[SUPPLIED PASSAGE]
Abstract
The reintroduction is an important conservation tool to restore a species in its historically distribution area, but the rate of reintroduction success varies across species or regions due to different reasons. Genetic evaluation is important to the conservation management of reintroduced species. Conservation concerns relate to genetic threats for species with a small population size or severely historically bottle-necked species, such as negative consequences associated with loss of genetic diversity and inbreeding. The last 40years have seen a rapid increasing of population size for Père David’s deer (Elaphurus davidianus), which originated from a limited founder population. However, the genetic structure of reintroduced Père David’s deer has not been investigated in terms of population genomics, and it is still not clear about the evolutionary history of Père David’s deer and to what extent the inbreeding level is. Conservation genomics methods were used to reconstruct the demographic history of Père David’s deer, evaluate genetic diversity, and characterize genetic structure among 18 individuals from the captive, free-ranging and wild populations. The results showed that 1,456,457 single nucleotide polymorphisms (SNPs) were obtained for Père David’s deer, and low levels of genome-wide genetic diversity were observed in Père David’s deer compared with Red deer (Cervus elaphus) and Sika deer (Cervus nippon). A moderate population genetic differentiation was detected among three populations of Père David’s deer, especially between the captive population in Beijing Père David’s deer park and the free-ranging population in Jiangsu Dafeng National Nature Reserve. The effective population size of Père David’s deer started to decline ~25.8ka, and the similar levels of three populations’ LD reflected the genetic impacts of long-term population bottlenecks in the Père David’s deer. The findings of this study could highlight the necessity of individual exchange between different facilities, and genetic management should generally be integrated into conservation planning with other management considerations.
Highlights
The reintroduction has been increasingly used as an important and effective conservation tool to recover locally extirpated species, and a common tool for restoring lost biodiversity (Earnhardt, 1999; Armstrong and Seddon, 2008; Stewart et al, 2017)
Genetic diversity available for reintroduced populations is determined by the genetic background of the source population, which in turn is heavily impacted by the demographic history (Aspi et al, 2006)
Conservation concerns relate to genetic threats for species with a small population size or severely historically bottle-necked species, such as negative consequences associated with loss of genetic diversity and inbreeding (Haig et al, 1990; Ewen et al, 2012)
[/SUPPLIED PASSAGE]
[ENTRIES SUPPLIED]
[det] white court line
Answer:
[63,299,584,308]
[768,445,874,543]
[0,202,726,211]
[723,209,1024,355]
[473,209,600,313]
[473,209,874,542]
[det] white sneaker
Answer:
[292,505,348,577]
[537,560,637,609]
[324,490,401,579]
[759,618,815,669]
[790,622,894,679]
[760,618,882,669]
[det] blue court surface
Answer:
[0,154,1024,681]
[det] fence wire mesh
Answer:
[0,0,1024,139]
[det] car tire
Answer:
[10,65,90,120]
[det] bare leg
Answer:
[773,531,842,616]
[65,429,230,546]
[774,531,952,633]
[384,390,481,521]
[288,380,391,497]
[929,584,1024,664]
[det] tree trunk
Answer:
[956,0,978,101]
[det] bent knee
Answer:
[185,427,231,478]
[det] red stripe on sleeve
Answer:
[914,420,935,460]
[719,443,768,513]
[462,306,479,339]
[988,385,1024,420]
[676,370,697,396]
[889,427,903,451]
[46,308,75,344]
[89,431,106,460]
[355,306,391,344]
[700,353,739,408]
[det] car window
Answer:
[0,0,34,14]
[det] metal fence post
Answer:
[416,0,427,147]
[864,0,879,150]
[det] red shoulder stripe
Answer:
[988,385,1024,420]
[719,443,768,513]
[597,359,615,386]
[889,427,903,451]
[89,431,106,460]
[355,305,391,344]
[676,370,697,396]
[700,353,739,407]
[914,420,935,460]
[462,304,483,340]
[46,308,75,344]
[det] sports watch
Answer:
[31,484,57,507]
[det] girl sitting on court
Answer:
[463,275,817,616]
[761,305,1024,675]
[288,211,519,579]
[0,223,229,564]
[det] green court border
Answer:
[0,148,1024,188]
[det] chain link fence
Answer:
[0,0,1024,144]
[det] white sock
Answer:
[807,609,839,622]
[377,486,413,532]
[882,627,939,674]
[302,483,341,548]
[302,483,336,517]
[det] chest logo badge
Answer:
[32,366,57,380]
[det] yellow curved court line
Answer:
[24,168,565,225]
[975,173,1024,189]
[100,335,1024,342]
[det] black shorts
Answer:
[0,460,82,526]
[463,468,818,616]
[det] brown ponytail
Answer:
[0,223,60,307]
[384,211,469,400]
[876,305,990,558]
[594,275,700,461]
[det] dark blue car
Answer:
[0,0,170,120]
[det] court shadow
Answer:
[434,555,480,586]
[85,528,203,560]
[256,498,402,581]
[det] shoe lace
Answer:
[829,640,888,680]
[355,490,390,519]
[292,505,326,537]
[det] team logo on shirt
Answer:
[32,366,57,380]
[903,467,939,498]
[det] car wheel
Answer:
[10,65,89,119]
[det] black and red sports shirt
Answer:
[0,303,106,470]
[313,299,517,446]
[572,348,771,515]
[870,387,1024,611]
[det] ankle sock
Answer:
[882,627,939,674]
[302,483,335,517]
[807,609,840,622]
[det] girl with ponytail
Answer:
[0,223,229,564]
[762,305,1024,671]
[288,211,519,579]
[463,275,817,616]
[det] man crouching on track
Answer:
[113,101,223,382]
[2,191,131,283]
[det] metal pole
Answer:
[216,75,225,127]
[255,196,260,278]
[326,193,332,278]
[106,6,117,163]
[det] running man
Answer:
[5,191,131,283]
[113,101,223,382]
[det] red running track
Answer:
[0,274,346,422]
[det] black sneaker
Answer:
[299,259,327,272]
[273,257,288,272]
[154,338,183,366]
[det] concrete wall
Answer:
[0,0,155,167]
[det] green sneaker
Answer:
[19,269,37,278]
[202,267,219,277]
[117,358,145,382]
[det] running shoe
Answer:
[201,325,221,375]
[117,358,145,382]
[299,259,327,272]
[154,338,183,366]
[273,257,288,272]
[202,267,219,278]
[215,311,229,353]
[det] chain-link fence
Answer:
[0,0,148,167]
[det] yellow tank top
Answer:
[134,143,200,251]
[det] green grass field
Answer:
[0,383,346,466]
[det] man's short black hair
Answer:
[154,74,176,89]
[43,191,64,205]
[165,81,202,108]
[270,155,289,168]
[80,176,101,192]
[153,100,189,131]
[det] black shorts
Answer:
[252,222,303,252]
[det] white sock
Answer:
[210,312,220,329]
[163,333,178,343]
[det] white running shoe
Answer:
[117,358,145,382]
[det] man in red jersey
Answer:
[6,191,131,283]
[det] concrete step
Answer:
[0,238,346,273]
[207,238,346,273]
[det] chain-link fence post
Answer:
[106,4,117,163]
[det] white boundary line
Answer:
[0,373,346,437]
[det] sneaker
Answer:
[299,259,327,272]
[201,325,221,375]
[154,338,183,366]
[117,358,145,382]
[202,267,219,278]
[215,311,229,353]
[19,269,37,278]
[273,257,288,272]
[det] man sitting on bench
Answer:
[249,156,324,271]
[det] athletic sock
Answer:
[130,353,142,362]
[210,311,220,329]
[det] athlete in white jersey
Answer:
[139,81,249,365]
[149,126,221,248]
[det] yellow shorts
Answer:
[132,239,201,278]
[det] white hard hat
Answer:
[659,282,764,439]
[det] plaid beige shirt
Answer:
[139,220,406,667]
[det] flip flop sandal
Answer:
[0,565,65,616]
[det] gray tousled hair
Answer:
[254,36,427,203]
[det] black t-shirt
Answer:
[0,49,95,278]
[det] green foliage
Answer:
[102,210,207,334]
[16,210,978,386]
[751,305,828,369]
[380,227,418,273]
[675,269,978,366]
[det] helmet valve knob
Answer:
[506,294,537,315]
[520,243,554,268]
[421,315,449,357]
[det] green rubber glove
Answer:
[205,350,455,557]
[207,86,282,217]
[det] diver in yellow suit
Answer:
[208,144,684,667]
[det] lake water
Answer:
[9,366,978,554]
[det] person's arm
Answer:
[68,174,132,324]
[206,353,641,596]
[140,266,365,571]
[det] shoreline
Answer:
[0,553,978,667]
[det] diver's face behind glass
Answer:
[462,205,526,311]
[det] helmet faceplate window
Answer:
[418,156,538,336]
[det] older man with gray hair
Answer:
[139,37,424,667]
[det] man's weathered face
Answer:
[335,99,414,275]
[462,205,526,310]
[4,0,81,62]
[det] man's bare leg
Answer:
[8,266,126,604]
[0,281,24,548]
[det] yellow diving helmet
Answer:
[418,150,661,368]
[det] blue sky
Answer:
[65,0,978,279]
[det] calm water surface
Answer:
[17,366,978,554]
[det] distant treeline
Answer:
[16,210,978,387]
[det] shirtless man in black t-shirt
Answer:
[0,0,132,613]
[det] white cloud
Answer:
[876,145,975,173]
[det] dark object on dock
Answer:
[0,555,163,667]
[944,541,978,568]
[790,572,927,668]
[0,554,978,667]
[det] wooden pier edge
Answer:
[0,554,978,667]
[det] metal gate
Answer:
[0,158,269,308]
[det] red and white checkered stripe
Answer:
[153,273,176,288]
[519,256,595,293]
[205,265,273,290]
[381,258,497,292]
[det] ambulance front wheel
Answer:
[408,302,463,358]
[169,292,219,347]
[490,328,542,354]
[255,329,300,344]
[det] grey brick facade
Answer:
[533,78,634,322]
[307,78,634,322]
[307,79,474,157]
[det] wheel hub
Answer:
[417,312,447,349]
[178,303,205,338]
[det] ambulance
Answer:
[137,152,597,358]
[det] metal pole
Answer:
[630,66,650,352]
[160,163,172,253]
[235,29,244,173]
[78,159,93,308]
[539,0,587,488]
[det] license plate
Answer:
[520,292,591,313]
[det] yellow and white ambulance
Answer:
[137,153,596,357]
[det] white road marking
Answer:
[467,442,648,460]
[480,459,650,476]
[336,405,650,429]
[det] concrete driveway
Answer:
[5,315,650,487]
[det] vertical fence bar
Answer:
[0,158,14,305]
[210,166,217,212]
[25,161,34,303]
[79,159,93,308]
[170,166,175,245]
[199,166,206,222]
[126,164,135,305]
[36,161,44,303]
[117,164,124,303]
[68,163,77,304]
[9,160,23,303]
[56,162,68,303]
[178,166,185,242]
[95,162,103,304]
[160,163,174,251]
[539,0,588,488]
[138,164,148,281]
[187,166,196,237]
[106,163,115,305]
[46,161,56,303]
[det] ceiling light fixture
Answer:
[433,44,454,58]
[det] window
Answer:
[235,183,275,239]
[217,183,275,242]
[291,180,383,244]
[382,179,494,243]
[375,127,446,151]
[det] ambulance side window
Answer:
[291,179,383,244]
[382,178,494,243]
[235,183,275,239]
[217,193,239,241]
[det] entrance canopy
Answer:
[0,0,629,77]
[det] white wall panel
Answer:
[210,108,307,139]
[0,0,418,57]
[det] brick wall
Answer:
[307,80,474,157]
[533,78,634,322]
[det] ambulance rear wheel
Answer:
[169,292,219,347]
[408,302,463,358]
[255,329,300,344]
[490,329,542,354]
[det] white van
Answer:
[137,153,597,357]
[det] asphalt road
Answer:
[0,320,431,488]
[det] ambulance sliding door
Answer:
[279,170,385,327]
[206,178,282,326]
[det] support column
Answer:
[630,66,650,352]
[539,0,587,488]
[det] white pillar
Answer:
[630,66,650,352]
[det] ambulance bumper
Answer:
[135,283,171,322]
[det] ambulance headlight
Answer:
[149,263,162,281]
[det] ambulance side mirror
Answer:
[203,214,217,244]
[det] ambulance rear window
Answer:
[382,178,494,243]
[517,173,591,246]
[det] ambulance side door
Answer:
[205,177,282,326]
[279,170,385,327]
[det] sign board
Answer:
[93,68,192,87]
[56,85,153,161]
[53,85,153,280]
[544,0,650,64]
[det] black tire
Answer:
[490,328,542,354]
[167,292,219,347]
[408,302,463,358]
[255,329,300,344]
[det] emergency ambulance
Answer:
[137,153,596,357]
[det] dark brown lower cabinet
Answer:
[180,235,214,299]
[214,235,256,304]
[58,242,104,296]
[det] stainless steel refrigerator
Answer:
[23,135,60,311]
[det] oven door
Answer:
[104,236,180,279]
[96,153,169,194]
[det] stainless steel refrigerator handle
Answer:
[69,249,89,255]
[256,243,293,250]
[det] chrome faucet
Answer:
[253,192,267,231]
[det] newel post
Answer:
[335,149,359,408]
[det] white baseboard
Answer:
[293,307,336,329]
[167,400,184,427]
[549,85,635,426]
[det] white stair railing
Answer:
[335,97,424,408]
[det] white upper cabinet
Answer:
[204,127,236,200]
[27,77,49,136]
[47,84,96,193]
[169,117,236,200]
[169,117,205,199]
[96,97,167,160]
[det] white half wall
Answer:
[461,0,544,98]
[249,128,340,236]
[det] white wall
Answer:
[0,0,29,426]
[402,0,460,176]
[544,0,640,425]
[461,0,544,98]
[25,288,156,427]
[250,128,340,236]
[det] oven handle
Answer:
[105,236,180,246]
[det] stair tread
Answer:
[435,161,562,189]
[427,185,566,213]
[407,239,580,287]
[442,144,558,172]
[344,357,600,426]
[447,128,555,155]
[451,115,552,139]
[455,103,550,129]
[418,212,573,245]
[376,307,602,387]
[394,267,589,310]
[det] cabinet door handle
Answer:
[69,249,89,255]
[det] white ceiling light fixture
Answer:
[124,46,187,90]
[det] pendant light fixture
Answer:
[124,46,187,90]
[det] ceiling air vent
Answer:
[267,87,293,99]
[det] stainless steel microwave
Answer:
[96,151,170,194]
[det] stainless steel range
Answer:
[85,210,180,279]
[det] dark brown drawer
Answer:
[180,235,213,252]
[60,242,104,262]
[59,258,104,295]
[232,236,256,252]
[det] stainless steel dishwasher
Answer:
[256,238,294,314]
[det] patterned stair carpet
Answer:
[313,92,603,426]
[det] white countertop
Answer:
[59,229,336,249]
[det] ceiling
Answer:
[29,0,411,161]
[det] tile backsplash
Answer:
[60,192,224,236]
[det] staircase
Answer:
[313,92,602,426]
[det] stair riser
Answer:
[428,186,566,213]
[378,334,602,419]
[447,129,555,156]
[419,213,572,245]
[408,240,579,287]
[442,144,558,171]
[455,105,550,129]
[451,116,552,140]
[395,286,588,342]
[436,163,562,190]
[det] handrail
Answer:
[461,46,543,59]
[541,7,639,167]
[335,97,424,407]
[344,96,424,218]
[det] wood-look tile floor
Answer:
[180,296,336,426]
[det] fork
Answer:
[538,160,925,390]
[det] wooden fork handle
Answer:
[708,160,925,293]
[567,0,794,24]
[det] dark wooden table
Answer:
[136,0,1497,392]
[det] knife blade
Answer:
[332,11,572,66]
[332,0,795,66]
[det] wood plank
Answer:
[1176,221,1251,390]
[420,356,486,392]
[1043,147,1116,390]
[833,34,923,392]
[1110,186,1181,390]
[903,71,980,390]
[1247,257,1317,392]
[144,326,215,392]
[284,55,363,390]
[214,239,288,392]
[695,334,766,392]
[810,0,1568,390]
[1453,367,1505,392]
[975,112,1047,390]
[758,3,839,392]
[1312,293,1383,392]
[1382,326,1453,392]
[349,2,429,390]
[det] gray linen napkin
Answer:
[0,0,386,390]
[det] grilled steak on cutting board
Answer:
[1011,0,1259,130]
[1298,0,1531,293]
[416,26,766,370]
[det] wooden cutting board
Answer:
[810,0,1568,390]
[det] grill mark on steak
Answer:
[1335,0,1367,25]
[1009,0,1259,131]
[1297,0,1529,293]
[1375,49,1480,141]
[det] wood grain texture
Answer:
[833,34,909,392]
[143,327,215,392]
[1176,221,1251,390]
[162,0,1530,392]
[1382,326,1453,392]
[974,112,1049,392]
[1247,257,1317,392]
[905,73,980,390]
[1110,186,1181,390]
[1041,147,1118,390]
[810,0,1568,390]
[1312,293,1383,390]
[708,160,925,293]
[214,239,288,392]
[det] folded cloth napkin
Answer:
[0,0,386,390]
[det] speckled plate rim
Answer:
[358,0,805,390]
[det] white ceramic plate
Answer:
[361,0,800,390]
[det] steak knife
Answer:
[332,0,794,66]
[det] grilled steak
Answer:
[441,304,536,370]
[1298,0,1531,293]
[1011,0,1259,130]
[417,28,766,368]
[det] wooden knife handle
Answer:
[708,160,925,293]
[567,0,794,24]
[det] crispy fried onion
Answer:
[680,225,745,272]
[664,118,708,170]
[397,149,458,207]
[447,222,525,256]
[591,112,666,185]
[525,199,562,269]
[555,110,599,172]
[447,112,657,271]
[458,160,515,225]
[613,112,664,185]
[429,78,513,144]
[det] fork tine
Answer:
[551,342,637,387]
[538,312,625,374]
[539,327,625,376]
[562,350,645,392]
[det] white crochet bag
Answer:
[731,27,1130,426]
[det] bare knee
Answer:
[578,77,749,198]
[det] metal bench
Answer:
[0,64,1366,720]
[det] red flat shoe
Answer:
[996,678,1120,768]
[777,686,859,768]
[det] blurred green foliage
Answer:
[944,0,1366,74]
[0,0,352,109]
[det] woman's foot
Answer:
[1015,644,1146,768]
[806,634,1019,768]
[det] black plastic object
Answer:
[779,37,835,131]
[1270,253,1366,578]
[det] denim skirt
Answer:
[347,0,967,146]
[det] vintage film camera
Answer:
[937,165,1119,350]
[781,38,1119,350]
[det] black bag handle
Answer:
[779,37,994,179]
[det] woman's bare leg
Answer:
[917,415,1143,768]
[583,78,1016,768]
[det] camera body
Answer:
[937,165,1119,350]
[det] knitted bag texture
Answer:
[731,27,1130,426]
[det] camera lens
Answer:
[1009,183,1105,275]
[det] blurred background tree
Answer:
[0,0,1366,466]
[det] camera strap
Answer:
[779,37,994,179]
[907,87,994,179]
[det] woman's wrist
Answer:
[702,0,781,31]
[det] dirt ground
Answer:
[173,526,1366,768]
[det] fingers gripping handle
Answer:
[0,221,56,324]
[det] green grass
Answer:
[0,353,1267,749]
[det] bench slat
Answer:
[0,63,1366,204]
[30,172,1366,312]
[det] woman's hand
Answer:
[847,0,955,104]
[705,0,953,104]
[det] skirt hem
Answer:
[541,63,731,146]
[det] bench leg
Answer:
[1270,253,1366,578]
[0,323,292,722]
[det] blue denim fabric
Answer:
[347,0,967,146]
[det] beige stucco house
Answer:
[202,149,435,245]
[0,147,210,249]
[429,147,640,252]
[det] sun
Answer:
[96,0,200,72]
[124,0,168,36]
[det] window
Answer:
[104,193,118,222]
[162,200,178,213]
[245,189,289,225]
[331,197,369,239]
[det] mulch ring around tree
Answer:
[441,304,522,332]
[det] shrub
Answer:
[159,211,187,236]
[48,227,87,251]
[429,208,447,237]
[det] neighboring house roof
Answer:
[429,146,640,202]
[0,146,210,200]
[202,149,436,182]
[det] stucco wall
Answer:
[/ENTRIES SUPPLIED]
*PROBLEM A*: Which works does the Highlights section of the Père David's deer text cite? Give each author reference with its year.
*PROBLEM B*: Transcribe the part of the Père David's deer text that begins at the words "Genetic diversity available" and stops after "et al, 2012)".

*WORKED SOLUTION A*:
Earnhardt, 1999
Armstrong and Seddon, 2008
Stewart et al, 2017
Aspi et al, 2006
Haig et al, 1990
Ewen et al, 2012

*WORKED SOLUTION B*:
Genetic diversity available for reintroduced populations is determined by the genetic background of the source population, which in turn is heavily impacted by the demographic history (Aspi et al, 2006)
Conservation concerns relate to genetic threats for species with a small population size or severely historically bottle-necked species, such as negative consequences associated with loss of genetic diversity and inbreeding (Haig et al, 1990; Ewen et al, 2012)